Excerpt to read start

Example configuration file:

{
   "*source":"SourceForge",
   "*action":"import",
   "*schema":"sf0314",
   "data":[
      {
         "indicatorName":"test1",
         "indicatorDescription":"Test Indicator 1",
         "indicatorType":"numeric",
         "resultType":"numeric",
         "requestSQL":"SELECT * FROM sf0305.users WHERE user_id < 100"
      },
      {
         "indicatorName":"test2",
         "indicatorDescription":"Test Indicator 2",
         "indicatorType":"numeric",
         "resultType":"numeric",
         "requestSQL":"SELECT * 
                       FROM sf1104.users a, sf1104.artifact b 
                       WHERE a.user_id = b.submitted_by AND b.artifact_id = 304727"
      },
      {
         "indicatorName":"totalProjects",
         "indicatorDescription":"Total number of unique projects",
         "indicatorType":"numeric",
         "resultType":"numeric",
         "requestSQL":"SELECT COUNT(DISTINCT group_id) FROM ${schema}.user_group"
      },
      {
         "indicatorName":"totalDevs",
         "indicatorDescription":"Total number of developers per project",
         "indicatorType":"numeric",
         "resultType":"data.frame",
         "requestSQL":"SELECT COUNT(*) FROM ${schema}.user_group WHERE group_id = %{group_id}"
      }
   ]
}

AWK script:

#!/usr/bin/awk -f

BEGIN {
  first_pass = true;
  param = "\"\*[a-zA-Z^0-9]+?\"";
  regex = "\$\{[a-zA-Z^0-9]+?\}";
  params[""] = 0;
}

{
  if (first_pass)

Excerpt to read end

# Set task 1
Filter the listing below and copy each line that contains the string "floor".

Record excerpts start

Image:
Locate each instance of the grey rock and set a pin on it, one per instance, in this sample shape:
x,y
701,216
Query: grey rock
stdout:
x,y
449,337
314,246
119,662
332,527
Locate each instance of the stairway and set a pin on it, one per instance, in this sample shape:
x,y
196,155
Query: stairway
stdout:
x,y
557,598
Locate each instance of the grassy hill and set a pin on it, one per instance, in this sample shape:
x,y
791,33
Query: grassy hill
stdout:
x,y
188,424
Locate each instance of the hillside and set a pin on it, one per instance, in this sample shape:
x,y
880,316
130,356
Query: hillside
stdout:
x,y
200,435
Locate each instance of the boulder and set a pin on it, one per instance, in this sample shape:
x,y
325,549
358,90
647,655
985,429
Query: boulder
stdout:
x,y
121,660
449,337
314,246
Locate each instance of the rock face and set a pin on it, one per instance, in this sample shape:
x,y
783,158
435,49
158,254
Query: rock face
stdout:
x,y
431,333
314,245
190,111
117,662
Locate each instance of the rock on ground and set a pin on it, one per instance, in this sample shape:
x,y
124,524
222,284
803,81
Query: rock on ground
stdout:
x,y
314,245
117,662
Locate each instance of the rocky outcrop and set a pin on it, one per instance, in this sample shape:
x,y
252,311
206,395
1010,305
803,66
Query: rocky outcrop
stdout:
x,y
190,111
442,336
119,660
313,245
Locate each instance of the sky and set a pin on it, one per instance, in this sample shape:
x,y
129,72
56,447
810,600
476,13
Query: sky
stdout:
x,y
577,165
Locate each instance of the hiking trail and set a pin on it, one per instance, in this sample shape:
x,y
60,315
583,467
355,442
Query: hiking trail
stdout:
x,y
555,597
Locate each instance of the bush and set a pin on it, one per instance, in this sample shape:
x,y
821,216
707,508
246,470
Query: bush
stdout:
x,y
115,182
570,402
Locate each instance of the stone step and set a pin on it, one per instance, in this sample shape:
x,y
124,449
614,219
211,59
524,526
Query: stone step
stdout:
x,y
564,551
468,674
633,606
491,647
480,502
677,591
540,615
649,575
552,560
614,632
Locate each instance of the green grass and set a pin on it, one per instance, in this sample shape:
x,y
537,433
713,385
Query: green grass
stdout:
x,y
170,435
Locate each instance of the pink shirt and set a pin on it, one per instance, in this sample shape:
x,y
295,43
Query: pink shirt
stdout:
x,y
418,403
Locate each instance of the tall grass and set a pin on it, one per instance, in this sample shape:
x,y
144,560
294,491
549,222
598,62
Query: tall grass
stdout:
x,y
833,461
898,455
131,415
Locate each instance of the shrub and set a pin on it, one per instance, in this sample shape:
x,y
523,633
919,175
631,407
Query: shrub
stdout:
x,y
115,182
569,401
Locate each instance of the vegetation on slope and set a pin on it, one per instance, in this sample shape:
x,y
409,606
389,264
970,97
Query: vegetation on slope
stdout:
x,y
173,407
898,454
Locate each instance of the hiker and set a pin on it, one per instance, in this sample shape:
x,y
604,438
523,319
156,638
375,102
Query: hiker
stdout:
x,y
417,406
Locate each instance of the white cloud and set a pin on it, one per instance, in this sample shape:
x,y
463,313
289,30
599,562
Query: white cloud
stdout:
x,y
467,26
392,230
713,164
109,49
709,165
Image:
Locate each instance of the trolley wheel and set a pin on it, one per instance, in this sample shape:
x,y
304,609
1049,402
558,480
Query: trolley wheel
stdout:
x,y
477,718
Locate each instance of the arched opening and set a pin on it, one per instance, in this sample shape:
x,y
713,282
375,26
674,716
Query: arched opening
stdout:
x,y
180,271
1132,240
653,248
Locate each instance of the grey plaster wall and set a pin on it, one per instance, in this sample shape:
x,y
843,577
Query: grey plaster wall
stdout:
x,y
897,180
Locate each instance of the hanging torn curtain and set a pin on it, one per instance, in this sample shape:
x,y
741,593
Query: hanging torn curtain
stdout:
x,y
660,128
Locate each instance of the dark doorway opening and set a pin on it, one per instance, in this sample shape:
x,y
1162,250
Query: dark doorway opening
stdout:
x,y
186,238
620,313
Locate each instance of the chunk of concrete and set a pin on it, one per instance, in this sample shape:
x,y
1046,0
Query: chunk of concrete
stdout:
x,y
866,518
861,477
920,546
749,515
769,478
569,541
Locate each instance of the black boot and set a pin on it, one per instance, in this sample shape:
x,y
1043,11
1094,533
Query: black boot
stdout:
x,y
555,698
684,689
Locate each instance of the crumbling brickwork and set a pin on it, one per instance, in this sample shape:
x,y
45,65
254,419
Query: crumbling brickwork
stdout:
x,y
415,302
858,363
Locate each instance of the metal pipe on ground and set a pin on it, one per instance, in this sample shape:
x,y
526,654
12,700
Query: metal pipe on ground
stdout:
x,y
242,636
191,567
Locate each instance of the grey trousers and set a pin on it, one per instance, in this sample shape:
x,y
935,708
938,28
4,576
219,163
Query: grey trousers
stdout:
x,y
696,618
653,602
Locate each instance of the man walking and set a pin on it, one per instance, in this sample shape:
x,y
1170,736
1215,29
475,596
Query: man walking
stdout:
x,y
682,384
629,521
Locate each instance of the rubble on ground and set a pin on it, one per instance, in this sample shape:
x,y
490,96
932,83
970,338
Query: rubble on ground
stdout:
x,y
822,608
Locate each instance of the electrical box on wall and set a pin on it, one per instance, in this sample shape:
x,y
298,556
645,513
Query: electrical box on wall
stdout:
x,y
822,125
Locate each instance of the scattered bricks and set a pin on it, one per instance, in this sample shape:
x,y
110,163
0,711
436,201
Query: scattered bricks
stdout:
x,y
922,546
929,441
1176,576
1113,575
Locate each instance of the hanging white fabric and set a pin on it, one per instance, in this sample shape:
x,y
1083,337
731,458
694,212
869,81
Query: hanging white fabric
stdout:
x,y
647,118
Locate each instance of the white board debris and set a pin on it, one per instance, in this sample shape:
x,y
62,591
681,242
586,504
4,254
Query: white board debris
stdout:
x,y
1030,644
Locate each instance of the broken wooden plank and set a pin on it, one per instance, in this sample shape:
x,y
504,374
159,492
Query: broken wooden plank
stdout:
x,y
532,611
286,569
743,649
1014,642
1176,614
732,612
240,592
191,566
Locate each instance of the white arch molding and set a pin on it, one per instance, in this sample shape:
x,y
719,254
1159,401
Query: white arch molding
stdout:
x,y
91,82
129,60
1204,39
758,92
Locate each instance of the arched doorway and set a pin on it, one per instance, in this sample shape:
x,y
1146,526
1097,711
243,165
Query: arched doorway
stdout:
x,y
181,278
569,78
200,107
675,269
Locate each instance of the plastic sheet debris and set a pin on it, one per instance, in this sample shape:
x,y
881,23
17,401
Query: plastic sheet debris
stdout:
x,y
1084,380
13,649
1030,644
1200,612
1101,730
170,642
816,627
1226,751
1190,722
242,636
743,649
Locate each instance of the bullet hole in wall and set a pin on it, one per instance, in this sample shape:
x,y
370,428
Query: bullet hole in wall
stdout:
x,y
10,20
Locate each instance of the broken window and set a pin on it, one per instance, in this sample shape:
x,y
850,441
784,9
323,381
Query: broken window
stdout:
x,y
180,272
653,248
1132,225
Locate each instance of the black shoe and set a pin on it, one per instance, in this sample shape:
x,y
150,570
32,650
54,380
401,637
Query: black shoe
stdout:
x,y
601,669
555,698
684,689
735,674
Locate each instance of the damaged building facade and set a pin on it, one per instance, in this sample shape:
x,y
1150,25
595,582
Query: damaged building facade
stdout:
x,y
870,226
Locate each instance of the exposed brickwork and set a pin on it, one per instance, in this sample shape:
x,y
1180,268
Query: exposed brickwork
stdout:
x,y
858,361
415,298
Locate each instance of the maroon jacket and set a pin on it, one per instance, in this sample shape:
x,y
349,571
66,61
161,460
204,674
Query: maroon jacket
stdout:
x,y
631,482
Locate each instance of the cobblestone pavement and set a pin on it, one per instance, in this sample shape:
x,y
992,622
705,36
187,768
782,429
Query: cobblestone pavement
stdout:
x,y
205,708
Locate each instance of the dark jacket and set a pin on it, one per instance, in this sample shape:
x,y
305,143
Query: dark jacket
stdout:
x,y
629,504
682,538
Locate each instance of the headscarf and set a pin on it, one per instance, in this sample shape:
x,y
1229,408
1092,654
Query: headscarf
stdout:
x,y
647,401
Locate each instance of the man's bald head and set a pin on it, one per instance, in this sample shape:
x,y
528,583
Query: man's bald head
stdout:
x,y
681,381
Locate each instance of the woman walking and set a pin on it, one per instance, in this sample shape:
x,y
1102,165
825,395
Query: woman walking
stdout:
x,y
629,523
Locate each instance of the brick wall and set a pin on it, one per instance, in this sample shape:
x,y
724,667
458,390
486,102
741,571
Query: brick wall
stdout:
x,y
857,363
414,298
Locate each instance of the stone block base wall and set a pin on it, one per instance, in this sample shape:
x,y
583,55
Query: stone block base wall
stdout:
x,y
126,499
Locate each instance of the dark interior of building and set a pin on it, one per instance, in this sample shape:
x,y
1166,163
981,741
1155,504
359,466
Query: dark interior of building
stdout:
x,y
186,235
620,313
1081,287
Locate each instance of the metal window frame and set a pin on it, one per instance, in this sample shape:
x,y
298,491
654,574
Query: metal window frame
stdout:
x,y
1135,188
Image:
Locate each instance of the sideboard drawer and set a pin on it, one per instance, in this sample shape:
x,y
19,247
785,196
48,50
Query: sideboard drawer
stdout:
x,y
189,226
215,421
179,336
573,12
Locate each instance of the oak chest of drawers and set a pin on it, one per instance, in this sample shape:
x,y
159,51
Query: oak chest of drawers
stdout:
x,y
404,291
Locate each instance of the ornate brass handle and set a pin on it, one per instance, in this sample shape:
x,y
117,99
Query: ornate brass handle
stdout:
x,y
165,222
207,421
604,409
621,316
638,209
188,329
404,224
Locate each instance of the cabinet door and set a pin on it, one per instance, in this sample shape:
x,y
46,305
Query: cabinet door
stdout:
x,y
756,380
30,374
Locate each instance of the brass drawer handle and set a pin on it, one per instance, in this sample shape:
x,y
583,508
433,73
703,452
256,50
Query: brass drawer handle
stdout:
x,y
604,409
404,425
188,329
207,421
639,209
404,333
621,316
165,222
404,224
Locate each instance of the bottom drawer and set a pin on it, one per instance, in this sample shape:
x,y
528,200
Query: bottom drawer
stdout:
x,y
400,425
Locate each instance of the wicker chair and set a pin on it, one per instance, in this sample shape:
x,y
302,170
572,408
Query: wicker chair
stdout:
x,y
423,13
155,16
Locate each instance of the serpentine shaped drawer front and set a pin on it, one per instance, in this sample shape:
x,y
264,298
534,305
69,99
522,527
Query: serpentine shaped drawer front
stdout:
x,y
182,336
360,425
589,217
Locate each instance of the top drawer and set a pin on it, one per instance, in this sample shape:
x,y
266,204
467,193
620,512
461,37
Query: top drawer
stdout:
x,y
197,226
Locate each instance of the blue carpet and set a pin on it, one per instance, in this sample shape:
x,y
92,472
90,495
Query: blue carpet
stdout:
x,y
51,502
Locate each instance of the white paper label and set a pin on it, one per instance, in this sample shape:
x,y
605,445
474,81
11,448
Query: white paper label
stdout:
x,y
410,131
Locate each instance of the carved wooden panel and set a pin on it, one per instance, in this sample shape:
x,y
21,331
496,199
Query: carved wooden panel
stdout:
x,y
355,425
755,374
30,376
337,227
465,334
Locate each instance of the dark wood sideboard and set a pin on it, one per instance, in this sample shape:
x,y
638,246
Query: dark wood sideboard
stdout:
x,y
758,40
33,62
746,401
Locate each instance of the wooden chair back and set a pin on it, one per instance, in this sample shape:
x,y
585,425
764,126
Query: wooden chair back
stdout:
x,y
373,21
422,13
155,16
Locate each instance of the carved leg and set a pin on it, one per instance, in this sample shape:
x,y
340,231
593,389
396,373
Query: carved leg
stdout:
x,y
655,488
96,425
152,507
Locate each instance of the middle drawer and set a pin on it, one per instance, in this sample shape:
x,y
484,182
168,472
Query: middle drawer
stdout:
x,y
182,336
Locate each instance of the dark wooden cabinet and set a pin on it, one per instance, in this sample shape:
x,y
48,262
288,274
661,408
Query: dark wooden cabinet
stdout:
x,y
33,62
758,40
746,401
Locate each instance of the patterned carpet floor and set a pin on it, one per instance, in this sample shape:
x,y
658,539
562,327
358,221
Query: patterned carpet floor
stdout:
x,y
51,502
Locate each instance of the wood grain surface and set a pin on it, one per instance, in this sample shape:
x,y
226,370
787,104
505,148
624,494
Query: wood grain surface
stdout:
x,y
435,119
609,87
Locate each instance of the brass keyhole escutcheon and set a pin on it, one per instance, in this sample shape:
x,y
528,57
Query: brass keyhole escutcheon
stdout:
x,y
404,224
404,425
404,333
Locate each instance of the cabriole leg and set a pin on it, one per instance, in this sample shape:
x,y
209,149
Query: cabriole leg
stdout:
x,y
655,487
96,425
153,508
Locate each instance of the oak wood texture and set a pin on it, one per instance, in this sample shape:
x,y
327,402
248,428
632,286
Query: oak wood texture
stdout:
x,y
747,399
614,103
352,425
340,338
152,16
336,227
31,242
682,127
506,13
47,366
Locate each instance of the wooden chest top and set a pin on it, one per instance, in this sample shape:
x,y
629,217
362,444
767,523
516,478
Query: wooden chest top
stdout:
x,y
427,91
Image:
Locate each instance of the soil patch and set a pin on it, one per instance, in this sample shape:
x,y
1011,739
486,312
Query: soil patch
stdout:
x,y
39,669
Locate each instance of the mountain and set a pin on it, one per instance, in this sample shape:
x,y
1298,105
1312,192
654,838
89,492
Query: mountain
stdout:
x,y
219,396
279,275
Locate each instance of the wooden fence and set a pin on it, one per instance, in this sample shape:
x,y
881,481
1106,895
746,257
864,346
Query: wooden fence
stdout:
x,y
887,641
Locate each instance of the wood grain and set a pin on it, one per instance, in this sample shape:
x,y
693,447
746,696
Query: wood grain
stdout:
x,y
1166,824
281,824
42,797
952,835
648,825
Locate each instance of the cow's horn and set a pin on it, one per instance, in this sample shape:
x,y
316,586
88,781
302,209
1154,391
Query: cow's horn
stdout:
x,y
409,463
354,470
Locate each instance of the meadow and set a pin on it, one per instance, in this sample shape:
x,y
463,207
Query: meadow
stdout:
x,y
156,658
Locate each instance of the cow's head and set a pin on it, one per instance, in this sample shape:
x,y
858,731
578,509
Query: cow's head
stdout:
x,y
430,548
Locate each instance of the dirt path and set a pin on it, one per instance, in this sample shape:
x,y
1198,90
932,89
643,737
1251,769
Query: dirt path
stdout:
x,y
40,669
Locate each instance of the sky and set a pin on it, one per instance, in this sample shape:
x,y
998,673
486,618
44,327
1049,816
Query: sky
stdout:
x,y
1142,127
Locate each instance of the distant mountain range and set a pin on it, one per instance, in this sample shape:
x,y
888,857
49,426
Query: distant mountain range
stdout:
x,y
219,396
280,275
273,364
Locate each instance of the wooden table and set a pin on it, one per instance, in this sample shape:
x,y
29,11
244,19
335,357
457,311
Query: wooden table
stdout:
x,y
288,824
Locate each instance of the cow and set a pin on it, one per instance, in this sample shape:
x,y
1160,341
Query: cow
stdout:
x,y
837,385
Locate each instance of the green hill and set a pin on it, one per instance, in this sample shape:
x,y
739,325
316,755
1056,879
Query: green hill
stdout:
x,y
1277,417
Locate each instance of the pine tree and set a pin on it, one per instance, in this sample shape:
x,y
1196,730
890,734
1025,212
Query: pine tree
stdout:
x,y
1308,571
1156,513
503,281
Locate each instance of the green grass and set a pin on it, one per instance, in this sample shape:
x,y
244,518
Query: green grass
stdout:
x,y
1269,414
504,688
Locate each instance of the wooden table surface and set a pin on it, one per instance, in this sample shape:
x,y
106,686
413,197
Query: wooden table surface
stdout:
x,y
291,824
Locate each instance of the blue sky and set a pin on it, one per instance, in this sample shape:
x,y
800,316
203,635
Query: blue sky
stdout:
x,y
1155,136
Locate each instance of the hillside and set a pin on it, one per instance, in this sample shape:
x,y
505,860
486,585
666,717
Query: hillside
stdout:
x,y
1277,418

Record excerpts end

# Set task 2
Answer these questions from the excerpt above:
(a) What value does the configuration file give for "*schema"?
(b) What "resultType" is set for the indicator named "totalDevs"?
(c) In the AWK script's BEGIN block, what is "first_pass" set to?

# Exercise response 1
Locate each instance of the patterned carpet floor and set a pin on it, one per instance, in this sample shape:
Query: patterned carpet floor

# Exercise response 2
(a) sf0314
(b) data.frame
(c) true